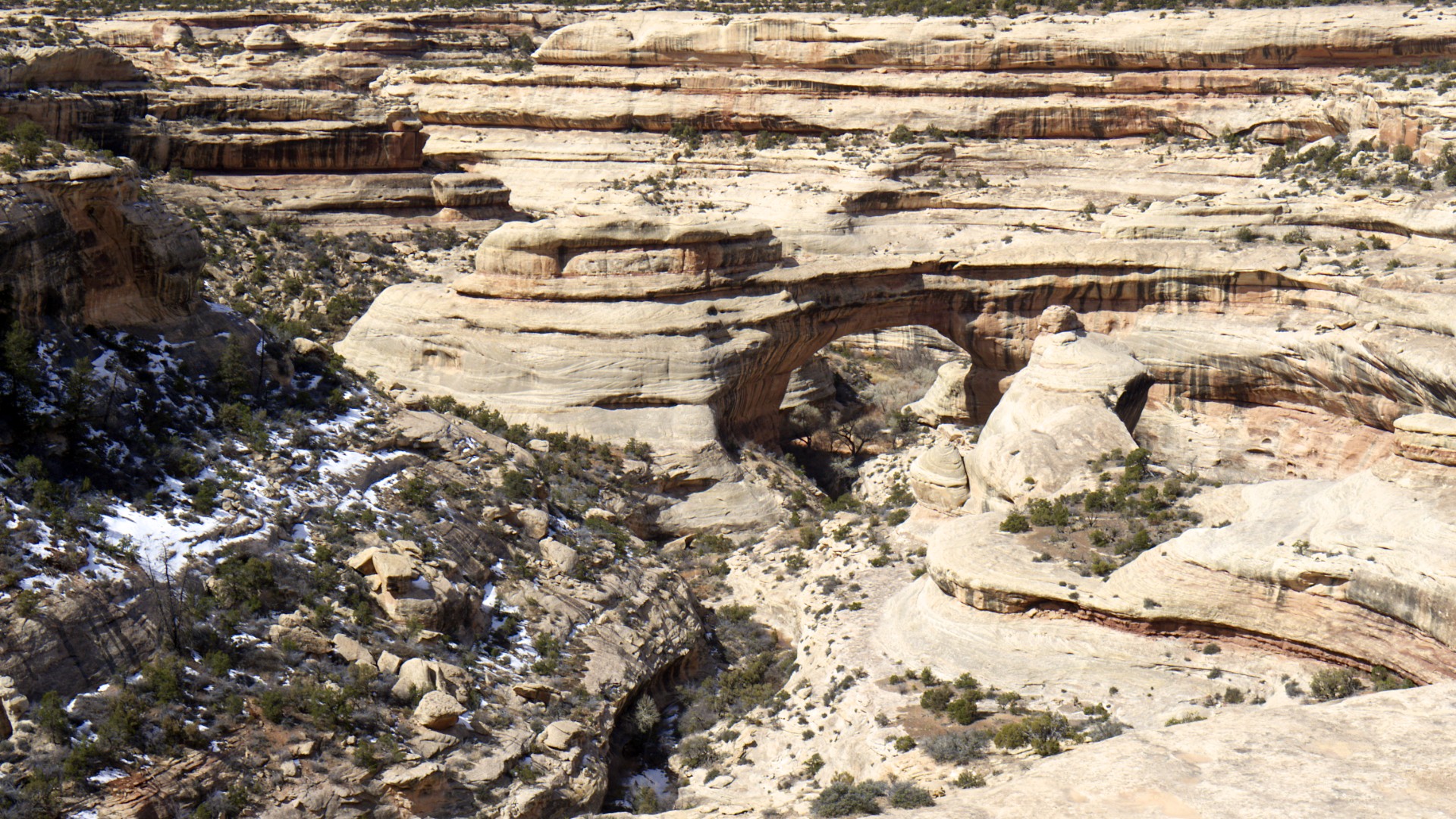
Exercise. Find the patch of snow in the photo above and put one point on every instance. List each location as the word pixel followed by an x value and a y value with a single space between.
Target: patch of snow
pixel 102 777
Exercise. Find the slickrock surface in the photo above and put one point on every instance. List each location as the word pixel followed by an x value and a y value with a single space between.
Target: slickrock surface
pixel 1366 754
pixel 1357 567
pixel 1222 237
pixel 1079 395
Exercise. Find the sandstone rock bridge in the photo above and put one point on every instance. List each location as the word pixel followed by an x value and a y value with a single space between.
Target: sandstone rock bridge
pixel 685 333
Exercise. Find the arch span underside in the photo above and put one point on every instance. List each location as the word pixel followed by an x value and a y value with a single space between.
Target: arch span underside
pixel 712 365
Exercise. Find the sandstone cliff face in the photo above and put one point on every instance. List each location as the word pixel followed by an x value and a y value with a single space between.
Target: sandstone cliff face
pixel 1301 564
pixel 1172 303
pixel 82 248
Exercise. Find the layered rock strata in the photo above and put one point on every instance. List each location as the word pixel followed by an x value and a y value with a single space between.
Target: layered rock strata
pixel 1120 74
pixel 1304 566
pixel 1427 438
pixel 80 245
pixel 629 356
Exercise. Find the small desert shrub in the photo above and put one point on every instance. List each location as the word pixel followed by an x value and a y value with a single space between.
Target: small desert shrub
pixel 956 748
pixel 1015 523
pixel 970 780
pixel 1334 684
pixel 906 795
pixel 848 798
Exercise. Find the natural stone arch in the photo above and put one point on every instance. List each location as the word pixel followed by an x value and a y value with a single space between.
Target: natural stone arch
pixel 685 333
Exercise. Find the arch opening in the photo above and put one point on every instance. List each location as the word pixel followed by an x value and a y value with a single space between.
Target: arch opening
pixel 862 392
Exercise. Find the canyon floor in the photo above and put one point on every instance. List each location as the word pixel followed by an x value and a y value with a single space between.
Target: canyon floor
pixel 541 411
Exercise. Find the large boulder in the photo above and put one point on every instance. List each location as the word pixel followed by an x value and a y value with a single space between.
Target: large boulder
pixel 437 711
pixel 373 36
pixel 946 401
pixel 1079 397
pixel 270 38
pixel 615 254
pixel 938 477
pixel 410 588
pixel 1427 438
pixel 469 190
pixel 419 675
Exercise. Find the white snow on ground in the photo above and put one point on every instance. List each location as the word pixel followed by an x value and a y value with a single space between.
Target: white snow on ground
pixel 102 777
pixel 343 423
pixel 340 464
pixel 155 537
pixel 654 779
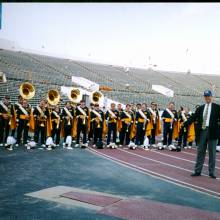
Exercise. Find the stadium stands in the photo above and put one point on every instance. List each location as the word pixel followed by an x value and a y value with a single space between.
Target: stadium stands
pixel 134 85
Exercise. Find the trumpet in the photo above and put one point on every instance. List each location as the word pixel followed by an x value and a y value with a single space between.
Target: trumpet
pixel 53 97
pixel 75 95
pixel 27 90
pixel 96 97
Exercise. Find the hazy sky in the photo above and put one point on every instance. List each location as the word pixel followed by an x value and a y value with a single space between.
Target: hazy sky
pixel 125 34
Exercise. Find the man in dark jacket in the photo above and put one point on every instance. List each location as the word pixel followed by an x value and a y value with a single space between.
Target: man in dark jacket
pixel 208 125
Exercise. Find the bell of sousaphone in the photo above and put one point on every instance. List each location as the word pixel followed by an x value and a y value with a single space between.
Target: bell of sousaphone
pixel 75 95
pixel 96 97
pixel 27 90
pixel 53 97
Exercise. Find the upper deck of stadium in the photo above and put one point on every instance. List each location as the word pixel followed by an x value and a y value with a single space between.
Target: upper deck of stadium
pixel 134 85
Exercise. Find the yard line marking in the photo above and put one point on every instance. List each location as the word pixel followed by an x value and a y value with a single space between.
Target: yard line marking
pixel 175 157
pixel 157 175
pixel 195 155
pixel 157 161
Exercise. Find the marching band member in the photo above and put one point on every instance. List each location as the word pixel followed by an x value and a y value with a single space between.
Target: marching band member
pixel 82 116
pixel 112 117
pixel 97 120
pixel 127 118
pixel 67 117
pixel 90 135
pixel 40 115
pixel 24 116
pixel 56 125
pixel 119 123
pixel 5 116
pixel 142 119
pixel 183 133
pixel 156 123
pixel 169 117
pixel 14 113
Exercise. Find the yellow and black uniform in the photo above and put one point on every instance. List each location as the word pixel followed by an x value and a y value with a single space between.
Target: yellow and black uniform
pixel 155 119
pixel 169 118
pixel 82 115
pixel 23 117
pixel 14 113
pixel 40 115
pixel 5 117
pixel 56 126
pixel 127 119
pixel 112 117
pixel 184 128
pixel 142 118
pixel 67 117
pixel 97 120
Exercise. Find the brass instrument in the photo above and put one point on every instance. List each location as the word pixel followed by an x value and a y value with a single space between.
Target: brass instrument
pixel 27 90
pixel 75 95
pixel 53 97
pixel 96 97
pixel 42 118
pixel 68 119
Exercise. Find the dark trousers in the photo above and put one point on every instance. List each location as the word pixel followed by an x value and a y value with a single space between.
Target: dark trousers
pixel 125 134
pixel 40 131
pixel 140 134
pixel 97 134
pixel 55 133
pixel 22 128
pixel 67 131
pixel 153 134
pixel 13 132
pixel 112 128
pixel 81 128
pixel 4 130
pixel 205 142
pixel 90 135
pixel 183 136
pixel 167 132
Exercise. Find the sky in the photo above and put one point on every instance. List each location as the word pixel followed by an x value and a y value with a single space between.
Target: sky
pixel 172 36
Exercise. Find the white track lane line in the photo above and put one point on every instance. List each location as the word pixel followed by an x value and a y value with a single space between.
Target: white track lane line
pixel 157 161
pixel 195 155
pixel 191 161
pixel 158 175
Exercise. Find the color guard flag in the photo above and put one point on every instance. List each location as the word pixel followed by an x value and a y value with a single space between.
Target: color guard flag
pixel 0 15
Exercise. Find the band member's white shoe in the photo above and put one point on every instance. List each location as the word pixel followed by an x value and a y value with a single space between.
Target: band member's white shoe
pixel 49 148
pixel 160 146
pixel 10 148
pixel 69 148
pixel 171 147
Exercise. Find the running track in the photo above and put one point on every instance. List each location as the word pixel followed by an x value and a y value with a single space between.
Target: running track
pixel 174 167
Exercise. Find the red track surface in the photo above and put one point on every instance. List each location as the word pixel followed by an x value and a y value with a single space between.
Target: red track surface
pixel 140 209
pixel 162 165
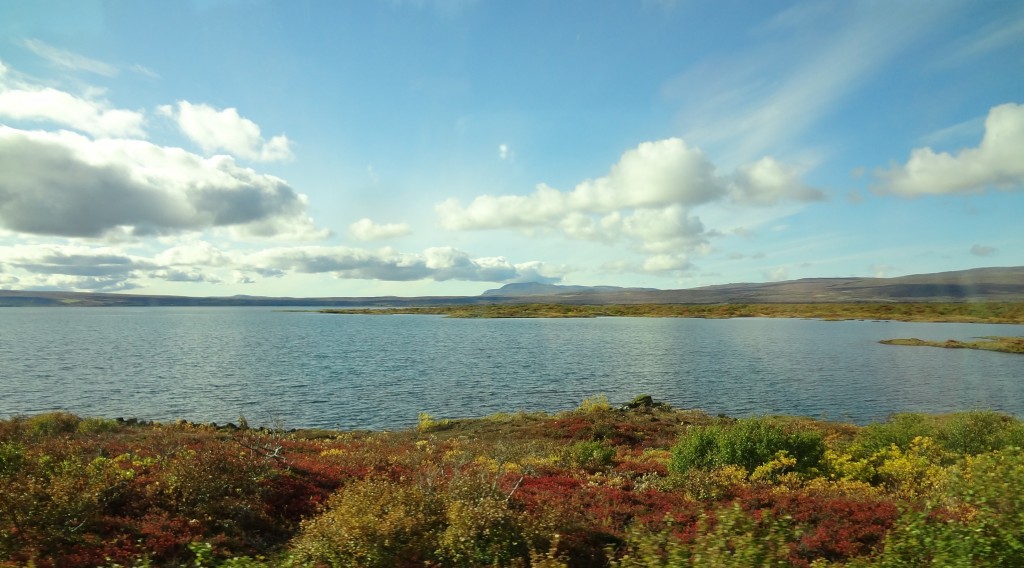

------------------------------

Work order: When you copy the records above, keep every word exact but leave out the pictures.

Task output:
Exercise. Find the patch of snow in the photo above and put one point on every instance. List each location as the word pixel followed by an x value and a y value with a single space between.
Target: patch of snow
pixel 102 777
Exercise. Find the slickrock surface in the photo above and put one point on every instance. List each location as the word pixel followed by an x value and a y value with a single space between.
Target: slickrock surface
pixel 1366 754
pixel 1357 567
pixel 1222 237
pixel 1079 395
Exercise. Find the sandstone rock bridge in the photo above and put one point on every instance. List each location as the word pixel followed by an x value and a y value with a single space between.
Target: sandstone rock bridge
pixel 685 333
Exercise. Find the arch span underside in the photo above and put one point on every instance. List each location as the word pixel followed by an x value and a y value with a single space between.
Target: arch span underside
pixel 712 365
Exercise. Find the sandstone cliff face in the photo above and put one point on every instance. List each location as the word pixel followed by an x value and a y value with a single space between.
Target: sandstone cliff face
pixel 1301 564
pixel 1172 303
pixel 82 248
Exercise. Find the layered rock strata in the photo above and put one point on every instance. List each location as the word pixel followed by an x value and a y value with a single space between.
Target: layered rock strata
pixel 1120 74
pixel 1304 566
pixel 1427 438
pixel 80 245
pixel 629 356
Exercise. Find the small desert shrub in the photo above and put one point on every instance. List each location as the word pixel followed by an x value and a y value with a single space between.
Target: small desert shrub
pixel 956 748
pixel 1015 523
pixel 970 780
pixel 1334 684
pixel 906 795
pixel 848 798
Exercise. Find the natural stone arch in the photo above and put one point on every instance. List each location as the word pixel followed by an x value and a y value with a single space between.
Target: natural stone arch
pixel 685 333
Exercise. Find the arch opening in the photo above and put one point on every instance. List each location as the word pixel followed by an x value and a y value with a single space between.
Target: arch opening
pixel 862 392
Exercise. Find the canyon floor in the photo above and put one point on every instance. List each location as the word pixel followed by an x value and a y value with a single space between.
Target: canyon floor
pixel 541 411
Exercise. Find the large boulder in the photo above and put one point on every instance. List each location as the word pixel followed by an x value and a y value with a single space between.
Target: large boulder
pixel 437 711
pixel 373 36
pixel 946 401
pixel 1079 397
pixel 270 38
pixel 615 254
pixel 938 477
pixel 410 588
pixel 1427 438
pixel 469 190
pixel 419 675
Exercise. Find the white snow on ground in the photo above and put one point on every instance. List each location as the word pixel followed by an x value and a y value with a single space between.
Target: white snow on ground
pixel 102 777
pixel 343 423
pixel 340 464
pixel 155 537
pixel 654 779
Exercise. Find the stadium stands in the photo above and put one point on every instance. List each location as the word pixel followed by an x value and a y value with a single space between.
Target: stadium stands
pixel 134 85
Exercise. Find the trumpet in the photo above and put one point on every instance. List each location as the word pixel followed by an x value and a y value with a single space between.
Target: trumpet
pixel 53 97
pixel 75 95
pixel 27 90
pixel 96 97
Exercise. Find the hazy sky in the photo above and put one point on every instance. List each location as the word pixel followed by an x value and a y value with a single space between.
Target: hazy sky
pixel 125 34
Exercise. Find the man in dark jacket in the photo above and put one point on every instance. List each location as the word pixel followed by an x value and a y value with a single space between.
Target: man in dark jacket
pixel 208 125
Exercise. Find the bell of sousaphone in the photo above and put one point on every instance. List each location as the word pixel followed by an x value and a y value with a single space between.
Target: bell of sousaphone
pixel 75 95
pixel 96 97
pixel 27 90
pixel 53 97
Exercise. Find the upper deck of stadium in the photo above and put one point on every instance. List each location as the word pixel followed by an x value and a y value with a single space between.
Target: upper deck of stadium
pixel 134 85
Exercise. Find the yard line marking in the photo above and put one point on every instance. List each location as the word pixel followed by an x value and a y value with a single space between.
Target: yard line marking
pixel 175 157
pixel 157 175
pixel 195 155
pixel 157 161
Exercise. Find the marching band member in the photo above and put one point on every instance. List each location as the word pixel followed by an x value and a y value with a single space between.
Target: marching band member
pixel 82 116
pixel 112 117
pixel 97 120
pixel 127 118
pixel 67 117
pixel 90 135
pixel 40 115
pixel 24 116
pixel 56 125
pixel 119 123
pixel 5 116
pixel 142 119
pixel 183 133
pixel 156 123
pixel 169 117
pixel 14 113
Exercise. Find the yellow and black uniform in the photo above and put one point on every instance. List each location as the word pixel followed by an x value and a y value with a single space between.
Target: yellow and black uniform
pixel 155 119
pixel 169 118
pixel 82 115
pixel 23 117
pixel 14 113
pixel 40 115
pixel 5 117
pixel 56 126
pixel 127 119
pixel 112 117
pixel 184 128
pixel 142 118
pixel 67 117
pixel 97 120
Exercise. Find the brass instrument in the photo above and put one point on every instance. List each location as the word pixel followed by an x value and a y value with a single space between.
Target: brass instrument
pixel 27 90
pixel 75 95
pixel 53 97
pixel 96 97
pixel 42 118
pixel 68 119
Exercise. Find the dark trousers in the photo above and put one point on every instance. List each location as the word pixel followed by an x value and a y value with a single space between.
Target: dark trousers
pixel 125 134
pixel 40 131
pixel 140 134
pixel 97 134
pixel 55 133
pixel 22 128
pixel 67 131
pixel 153 134
pixel 13 132
pixel 112 128
pixel 81 128
pixel 4 130
pixel 205 142
pixel 90 135
pixel 183 136
pixel 167 132
Exercise. Find the sky in the photo above and put one point on every instance. List each location as the word pixel followed by an x value and a y value with a single space between.
Target: sky
pixel 172 36
Exercise. Find the white track lane line in the photo above and put one point on every instance. List each location as the word pixel followed by an x value and a y value with a single space between.
Target: white track lane line
pixel 157 161
pixel 195 155
pixel 191 161
pixel 158 175
Exercise. Find the color guard flag in the photo above and put one point on every instance. List each location as the word pixel followed by an x value and a y value with a single space between.
Target: color guard flag
pixel 0 15
Exercise. Find the band member's white shoe in the photo above and put one point on every instance. List each location as the word pixel followed by an x value and a y value with a single space between.
Target: band member's white shoe
pixel 49 148
pixel 160 146
pixel 10 148
pixel 69 148
pixel 171 147
Exercise. Find the running track in the photo above and put one point on every instance. List each location as the word pixel followed by an x value and a y value with a single space between.
Target: running track
pixel 174 167
Exercise. Find the red track surface in the photo above and put one point on every instance. List each location as the word pixel followed by an x value and a y value with a single space between.
Target: red track surface
pixel 140 209
pixel 162 165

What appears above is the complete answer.